*** Block opens ***

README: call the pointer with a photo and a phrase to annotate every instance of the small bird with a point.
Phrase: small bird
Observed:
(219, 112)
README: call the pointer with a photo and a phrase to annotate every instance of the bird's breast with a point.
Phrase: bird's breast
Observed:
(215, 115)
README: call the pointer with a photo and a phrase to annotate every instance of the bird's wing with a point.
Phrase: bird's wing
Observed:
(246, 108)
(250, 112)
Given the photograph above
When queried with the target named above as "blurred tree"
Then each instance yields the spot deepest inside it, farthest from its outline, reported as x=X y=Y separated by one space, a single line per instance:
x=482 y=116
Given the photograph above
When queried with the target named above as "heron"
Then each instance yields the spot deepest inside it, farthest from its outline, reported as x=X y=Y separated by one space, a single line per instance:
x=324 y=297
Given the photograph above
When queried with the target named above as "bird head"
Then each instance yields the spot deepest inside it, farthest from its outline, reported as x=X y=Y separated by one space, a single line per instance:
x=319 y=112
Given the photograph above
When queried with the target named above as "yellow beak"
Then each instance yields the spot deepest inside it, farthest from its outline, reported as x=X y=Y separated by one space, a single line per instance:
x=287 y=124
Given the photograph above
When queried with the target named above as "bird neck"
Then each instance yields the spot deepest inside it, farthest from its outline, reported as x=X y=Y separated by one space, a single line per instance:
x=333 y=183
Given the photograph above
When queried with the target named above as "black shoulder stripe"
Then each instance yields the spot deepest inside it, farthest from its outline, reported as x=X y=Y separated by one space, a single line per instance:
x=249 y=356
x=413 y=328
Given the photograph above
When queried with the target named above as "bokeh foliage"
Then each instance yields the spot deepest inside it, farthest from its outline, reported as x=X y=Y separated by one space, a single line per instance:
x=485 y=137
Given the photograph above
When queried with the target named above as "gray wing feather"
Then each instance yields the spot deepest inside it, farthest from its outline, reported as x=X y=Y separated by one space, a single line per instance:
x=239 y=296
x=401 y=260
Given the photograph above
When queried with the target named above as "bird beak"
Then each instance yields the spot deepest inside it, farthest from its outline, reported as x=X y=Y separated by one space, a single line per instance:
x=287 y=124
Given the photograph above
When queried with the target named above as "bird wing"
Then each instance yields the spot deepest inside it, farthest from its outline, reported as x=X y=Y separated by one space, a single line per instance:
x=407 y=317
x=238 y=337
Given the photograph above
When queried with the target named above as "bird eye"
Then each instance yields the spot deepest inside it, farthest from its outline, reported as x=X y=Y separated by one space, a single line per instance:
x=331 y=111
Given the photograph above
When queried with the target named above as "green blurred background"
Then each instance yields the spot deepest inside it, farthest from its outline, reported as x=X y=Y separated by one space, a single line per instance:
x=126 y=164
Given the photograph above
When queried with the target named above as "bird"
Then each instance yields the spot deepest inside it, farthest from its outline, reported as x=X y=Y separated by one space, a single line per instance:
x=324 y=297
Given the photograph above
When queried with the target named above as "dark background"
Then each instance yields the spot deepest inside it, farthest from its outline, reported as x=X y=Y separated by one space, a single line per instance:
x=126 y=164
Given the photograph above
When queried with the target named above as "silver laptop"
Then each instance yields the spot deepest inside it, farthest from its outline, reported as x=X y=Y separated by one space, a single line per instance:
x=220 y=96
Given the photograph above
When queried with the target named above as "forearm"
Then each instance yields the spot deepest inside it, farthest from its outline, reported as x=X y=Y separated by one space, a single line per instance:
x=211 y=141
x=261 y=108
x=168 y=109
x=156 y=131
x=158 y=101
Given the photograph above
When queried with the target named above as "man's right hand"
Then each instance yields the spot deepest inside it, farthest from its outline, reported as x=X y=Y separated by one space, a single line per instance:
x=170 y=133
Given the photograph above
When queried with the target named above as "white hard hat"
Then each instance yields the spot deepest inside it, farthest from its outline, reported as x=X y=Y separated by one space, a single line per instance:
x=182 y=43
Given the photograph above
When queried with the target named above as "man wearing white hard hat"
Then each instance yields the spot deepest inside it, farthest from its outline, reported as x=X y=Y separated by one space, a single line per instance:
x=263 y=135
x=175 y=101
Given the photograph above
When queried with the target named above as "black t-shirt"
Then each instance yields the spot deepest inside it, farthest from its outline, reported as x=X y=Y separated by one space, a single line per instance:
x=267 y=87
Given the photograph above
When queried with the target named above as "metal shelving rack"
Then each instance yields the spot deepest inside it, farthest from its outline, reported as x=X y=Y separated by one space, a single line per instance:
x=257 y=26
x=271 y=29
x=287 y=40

*** Block closes ***

_Your task_: Everything in the data above should be set down again precisely.

_Response area_:
README: call the pointer with a photo and a phrase to annotate every instance of the small bird with a point.
Phrase: small bird
Observed:
(219, 112)
README: call the pointer with a photo and a phrase to annotate every instance of the bird's breast with a point.
Phrase: bird's breast
Observed:
(215, 115)
README: call the pointer with a photo and a phrase to annotate every instance of the bird's wing with a point.
Phrase: bird's wing
Observed:
(246, 108)
(250, 112)
Given the photograph above
When queried with the target named above as "blurred tree"
Then each instance yields the spot deepest inside it, farthest from its outline, reported as x=X y=Y separated by one space, a single line per instance:
x=482 y=116
Given the photograph above
When queried with the target named above as "heron"
Then each instance yields the spot deepest inside it, farthest from its outline, reported as x=X y=Y separated by one space, a single line per instance:
x=324 y=297
Given the photograph above
When queried with the target named above as "bird head"
Then each instance yields the spot deepest inside it, farthest from its outline, reported as x=X y=Y separated by one space, a single line per instance:
x=319 y=112
Given the photograph above
When queried with the target named above as "yellow beak"
Then each instance yields the spot deepest inside it, farthest from its outline, reported as x=X y=Y separated by one space, a single line per instance:
x=287 y=124
Given the photograph above
When queried with the target named above as "bird neck"
Then each instance yields the spot deepest inside it, farthest from its outline, reported as x=X y=Y separated by one space, a single line per instance:
x=333 y=183
Given the photograph above
When queried with the target named above as "black shoulder stripe"
Then each instance yields the spot deepest inside it, farthest from its outline, reported as x=X y=Y separated by one space, a single line per instance:
x=249 y=356
x=413 y=328
Given the photograph above
When queried with the target named above as "bokeh foliage"
Then each instance yields the spot deepest inside it, farthest from its outline, reported as x=X y=Y separated by one space, a single line per instance:
x=485 y=137
Given the photograph above
When queried with the target named above as "gray wing feather"
Then each instance yields the spot deepest inside it, farthest from its outline, reported as x=X y=Y separated by one space, a single line per instance:
x=239 y=296
x=401 y=260
Given the photograph above
When queried with the target named above as "bird beak"
Then each instance yields the spot deepest inside it, farthest from its outline, reported as x=X y=Y separated by one space, a single line per instance:
x=287 y=124
Given the photograph above
When queried with the target named above as "bird wing"
Then each instance yields the spot deepest inside it, farthest from its outline, reported as x=X y=Y separated by one space, a single line per instance:
x=407 y=317
x=238 y=337
Given the photograph above
When queried with the target named above as "bird eye"
Then each instance yields the spot deepest inside it, farthest from its outline, reported as x=X y=Y separated by one space, a single line per instance:
x=331 y=111
Given the photograph above
When queried with the target named above as "green blurred background"
Then each instance yields the spot deepest inside it, farthest from its outline, reported as x=X y=Y separated by one space, a single line per instance:
x=126 y=164
Given the photograph above
When queried with the target named above as "bird"
Then each instance yields the spot deepest inside it, farthest from its outline, reported as x=X y=Y separated by one space, a single line per instance:
x=324 y=297
Given the photograph above
When queried with the target named above as "dark background"
Then each instance yields the spot deepest inside it, farthest from its outline, reported as x=X y=Y separated by one space, a single line per instance:
x=126 y=164
Given the photograph above
When queried with the target named above as "silver laptop"
Then each instance yields the spot deepest inside it, farthest from its outline, reported as x=X y=Y separated by one space, a single line per instance:
x=220 y=96
Given the photograph above
When queried with the target named above as "forearm"
Then each instance yields the spot deepest inside it, farthest from its outline, reported as x=X y=Y separated by one space, a single line per instance:
x=211 y=141
x=261 y=108
x=168 y=109
x=156 y=131
x=158 y=101
Given the photograph above
When queried with the target named above as "man's right hand"
Then each instance yields the spot deepest inside it, farthest from its outline, reported as x=X y=Y separated by one space, a single line per instance:
x=170 y=133
Given the photograph above
When queried with the target named above as "white hard hat"
Then each instance yields the spot deepest inside it, farthest from its outline, reported as x=X y=Y separated by one space, a single line per instance:
x=182 y=43
Given the photograph above
When queried with the target named above as "man wearing white hard hat"
Then each instance yields the spot deepest inside it, farthest from its outline, reported as x=X y=Y separated by one space, a single line per instance:
x=263 y=135
x=175 y=101
Given the photograph above
When queried with the target named above as "black t-shirt"
Then each instance yields the spot deepest inside it, farthest from its outline, reported as x=X y=Y separated by one space, a single line per instance:
x=267 y=87
Given the photograph above
When queried with the target named above as "metal shelving rack"
Then each instance yields the spot deepest inside it, farthest from its outline, reported as x=X y=Y separated by one space, a single line per instance:
x=257 y=26
x=271 y=29
x=287 y=40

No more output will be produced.